**GIVEN EXERCISE**
Put the records below into a numbered list, one line per item, skipping blank lines. Leave the pictures out.

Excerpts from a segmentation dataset
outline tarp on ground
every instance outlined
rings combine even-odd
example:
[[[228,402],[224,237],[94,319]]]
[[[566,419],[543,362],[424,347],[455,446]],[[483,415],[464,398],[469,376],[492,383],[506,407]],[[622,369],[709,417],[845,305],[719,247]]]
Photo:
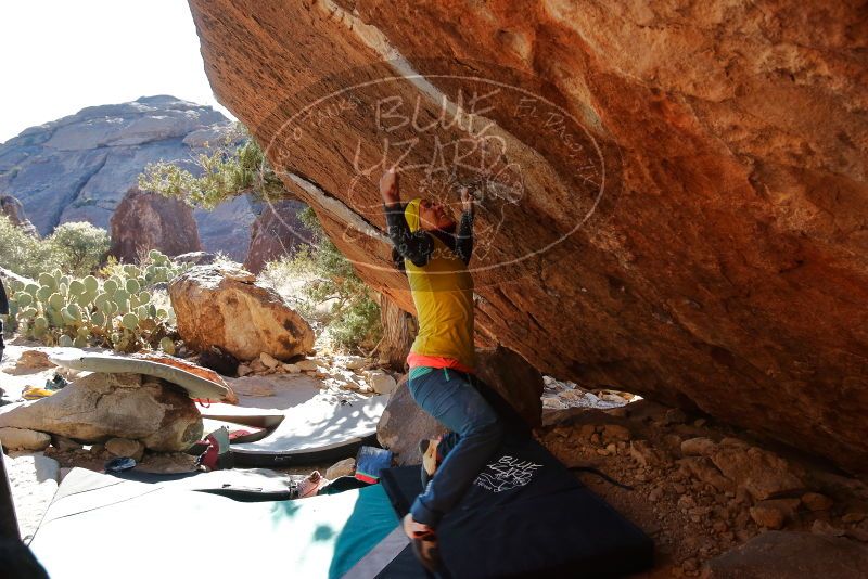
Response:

**RESPONSE FOR THIS EXERCISE**
1. outline tarp on ground
2. every instance outlined
3. rings combine even-odd
4. example:
5. [[[228,402],[224,237],[94,319]]]
6. [[[566,419],[543,362],[424,347],[455,446]],[[483,415],[464,398],[469,376],[492,383],[506,407]],[[622,369],[709,417],[845,305],[719,247]]]
7. Photo:
8. Response:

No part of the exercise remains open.